§ What needs to be done: Could you copy every one of the records below word for word, keeping each line as it stands?

§ Supplied records:

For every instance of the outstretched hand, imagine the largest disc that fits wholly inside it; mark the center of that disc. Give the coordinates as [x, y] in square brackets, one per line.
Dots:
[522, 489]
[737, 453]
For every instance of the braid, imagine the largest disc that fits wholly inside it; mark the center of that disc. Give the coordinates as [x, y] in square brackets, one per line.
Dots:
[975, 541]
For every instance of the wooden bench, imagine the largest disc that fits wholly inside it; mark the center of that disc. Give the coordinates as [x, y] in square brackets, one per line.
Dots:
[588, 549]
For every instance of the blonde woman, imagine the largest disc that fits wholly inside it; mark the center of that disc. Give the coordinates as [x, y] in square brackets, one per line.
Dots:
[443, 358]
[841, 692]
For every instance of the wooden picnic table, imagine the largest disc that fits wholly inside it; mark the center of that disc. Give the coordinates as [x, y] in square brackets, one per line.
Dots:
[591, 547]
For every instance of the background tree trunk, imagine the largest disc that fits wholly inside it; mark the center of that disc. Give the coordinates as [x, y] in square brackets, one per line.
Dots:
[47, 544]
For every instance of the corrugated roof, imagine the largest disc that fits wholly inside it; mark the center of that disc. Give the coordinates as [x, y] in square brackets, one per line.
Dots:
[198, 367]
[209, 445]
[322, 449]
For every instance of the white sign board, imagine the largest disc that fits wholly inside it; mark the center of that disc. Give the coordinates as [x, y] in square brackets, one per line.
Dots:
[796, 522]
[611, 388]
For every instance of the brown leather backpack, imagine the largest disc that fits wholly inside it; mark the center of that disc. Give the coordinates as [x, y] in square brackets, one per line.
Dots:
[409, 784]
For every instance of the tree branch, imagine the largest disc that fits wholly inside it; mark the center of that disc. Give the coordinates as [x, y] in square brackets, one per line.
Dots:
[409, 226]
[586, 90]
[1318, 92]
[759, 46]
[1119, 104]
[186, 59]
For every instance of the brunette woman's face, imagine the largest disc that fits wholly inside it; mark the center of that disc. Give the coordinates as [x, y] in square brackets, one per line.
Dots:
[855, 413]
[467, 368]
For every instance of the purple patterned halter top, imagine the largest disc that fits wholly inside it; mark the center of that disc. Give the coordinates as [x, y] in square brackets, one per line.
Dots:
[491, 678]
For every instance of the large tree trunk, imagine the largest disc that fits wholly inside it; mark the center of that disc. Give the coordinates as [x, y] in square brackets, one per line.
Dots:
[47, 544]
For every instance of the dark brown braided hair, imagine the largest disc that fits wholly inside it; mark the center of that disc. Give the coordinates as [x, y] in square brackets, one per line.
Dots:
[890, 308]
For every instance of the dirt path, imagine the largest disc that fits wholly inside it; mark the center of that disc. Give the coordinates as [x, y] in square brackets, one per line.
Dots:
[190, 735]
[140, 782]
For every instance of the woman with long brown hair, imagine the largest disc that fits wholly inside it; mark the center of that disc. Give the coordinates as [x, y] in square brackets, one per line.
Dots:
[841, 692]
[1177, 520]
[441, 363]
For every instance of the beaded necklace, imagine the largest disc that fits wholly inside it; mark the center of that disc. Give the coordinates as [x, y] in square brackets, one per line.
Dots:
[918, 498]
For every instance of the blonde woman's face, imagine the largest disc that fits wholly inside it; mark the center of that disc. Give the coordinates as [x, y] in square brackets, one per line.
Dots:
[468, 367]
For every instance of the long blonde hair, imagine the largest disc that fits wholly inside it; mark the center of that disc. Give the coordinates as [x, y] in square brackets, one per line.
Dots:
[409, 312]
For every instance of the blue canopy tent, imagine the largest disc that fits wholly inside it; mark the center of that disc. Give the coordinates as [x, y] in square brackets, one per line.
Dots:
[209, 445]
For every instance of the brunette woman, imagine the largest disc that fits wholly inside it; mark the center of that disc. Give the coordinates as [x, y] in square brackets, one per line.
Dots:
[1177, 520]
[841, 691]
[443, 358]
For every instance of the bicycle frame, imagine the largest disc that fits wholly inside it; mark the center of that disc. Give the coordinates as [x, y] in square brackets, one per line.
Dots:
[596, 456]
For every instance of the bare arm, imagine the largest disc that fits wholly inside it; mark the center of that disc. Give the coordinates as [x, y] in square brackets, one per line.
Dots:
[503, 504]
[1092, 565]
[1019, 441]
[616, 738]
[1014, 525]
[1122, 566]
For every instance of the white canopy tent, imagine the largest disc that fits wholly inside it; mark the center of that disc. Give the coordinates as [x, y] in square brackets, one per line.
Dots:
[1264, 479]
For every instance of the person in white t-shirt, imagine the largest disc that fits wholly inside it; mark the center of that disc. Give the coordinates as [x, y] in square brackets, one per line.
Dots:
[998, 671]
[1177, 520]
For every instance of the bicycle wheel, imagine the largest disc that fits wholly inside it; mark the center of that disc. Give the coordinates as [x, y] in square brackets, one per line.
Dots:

§ Finished exercise:
For every instance of the outstretched hand, imagine the largest disc that fits wholly inside it; mark the center of that disc. Give the coordinates as [x, y] in square brackets, one per line.
Dots:
[522, 489]
[737, 453]
For every instance of the braid, imagine the largest disc that fits wholly inside it; mark the center of that disc. Give the coordinates as [x, y] in square brackets, one per line.
Dots:
[975, 541]
For every instance of the wooden bench, imagine the largest disc that fits wholly inside it; mark the center of that disc. Give the coordinates as [x, y] in square brackets, one per line.
Dots:
[588, 549]
For every instance of the blonde woman, imagine the largest disc that fits wholly inside it; mark the center of that disc. Give the coordinates as [x, y] in square brackets, one per line.
Dots:
[443, 358]
[841, 692]
For every instance of the wooden picnic table, imagine the largest disc that fits wholly inside it; mark the center of that disc. Give the coordinates as [x, y] in square brackets, one per line.
Dots:
[591, 547]
For every instance of the background tree trunk, imagine the largest disc that fits wholly inside it; mark the center of that disc. Give the coordinates as [x, y] in square brackets, one per line.
Dots:
[47, 544]
For every instance of the corrugated roof, imagine the largest disc that fits wholly inside it; mark the center of that disc. Give the coordinates as [x, y] in square brackets, one per line.
Dots:
[198, 367]
[209, 445]
[322, 449]
For every instance of the white sign board, imagine the largest disc that fits wholly inside it; mark the center of that disc. Give the coordinates as [x, y] in square brackets, one per line.
Dots:
[796, 522]
[611, 388]
For every instance of the brown leather backpack, imagine the largest disc that fits wholly inside it; mark the center of that disc. Give the coordinates as [x, y] in square brackets, one per line.
Dots:
[409, 784]
For every instance of the tree branch, imagine the largest disc that fits wholly inside it; mark the center of that disc. Give the coordinates as [x, y] in square brackets, one per line.
Dots:
[409, 226]
[586, 90]
[1318, 92]
[759, 46]
[1119, 104]
[186, 59]
For every instance of the brunette woman's face, imagine the largest disc that fits wholly inside it; mark the center of that disc. Give the coordinates as [x, y] in square brackets, one per line.
Dots:
[855, 413]
[467, 368]
For every instance of the purple patterned halter top, imagine the largest disc that fits wholly inside it; mark the center of that disc. Give the coordinates as [x, y] in square brackets, one per line.
Dots:
[491, 678]
For every instance of the large tree trunk, imagine the largest disc that fits wholly inside it; mark the center of that disc. Give the coordinates as [x, y] in square brackets, one per line.
Dots:
[47, 544]
For every instance of the dark brown braided hair, imagine the largest disc that fits wholly inside it; mark the center of that disc. Give the coordinates as [x, y] in square brackets, one per line.
Dots:
[890, 308]
For every instance of the dirt path, imagine the largest disc that fits wholly inside it; mark the center of that disc. Give the coordinates as [x, y] in square brackets, one per line.
Dots:
[190, 735]
[140, 782]
For every instance of the woman with long brown hair, imagine the largest disc that fits wholly inside it; mark the center of that disc. Give the coordinates as [x, y] in square brackets, one per line.
Dots:
[841, 692]
[1177, 520]
[441, 363]
For every instance of the beaded necklace, imagine the largest disc that fits wholly inside it; mark the center of that disc. Give the coordinates as [x, y] in square brackets, one per line.
Dots:
[918, 498]
For every instance of the blonde woman's face, imagine the largest disc that fits wholly inside it; mark the center of that disc. Give the coordinates as [x, y] in square brackets, one per line.
Dots:
[468, 367]
For every instance of the long blonde hair, imagine the largest disc that fits wholly inside it; mark the center of that disc. Give the coordinates as [x, y] in square brackets, one per line.
Dots:
[409, 312]
For every instance of the blue canopy tent, imagine the largest disc that fits wholly inside it; mark the center of that disc. Give the coordinates as [x, y] in square brackets, one per line.
Dots:
[209, 445]
For every instance of the brunette woman, imagine the largest disc that fits wholly inside it; mark the center of that disc. Give the coordinates as [x, y] in square brackets, one per line.
Dots:
[1177, 520]
[841, 691]
[443, 358]
For every instance of the bicycle frame, imagine the largest disc that fits wholly inside it; mark the center of that disc. Give the coordinates as [x, y] in square brackets, one per line.
Dots:
[596, 456]
For every instance of the bare arm, imagine the largest disc that fits wholly inside it; mark the center of that disc. Give the coordinates as [x, y] in square brackets, one per line.
Dots:
[503, 504]
[1092, 565]
[1019, 441]
[616, 738]
[1014, 525]
[1122, 566]
For every instance of the white canopy tent, imagine the largest disc that fits wholly inside it; mark the center of that disc. Give the coordinates as [x, y] in square brackets, one per line.
Dots:
[1264, 479]
For every instance of the person in white t-shirt, imagine the largest disc that fits wholly inside it; mark the center of that disc. Give the coordinates as [x, y] in square brackets, one per line.
Dots:
[998, 671]
[1177, 520]
For every instance of the bicycle wheel, imagine the largest disc that fits wholly inside it; mark the center of that disc. Give the coordinates as [x, y] in square brackets, one per line.
Dots:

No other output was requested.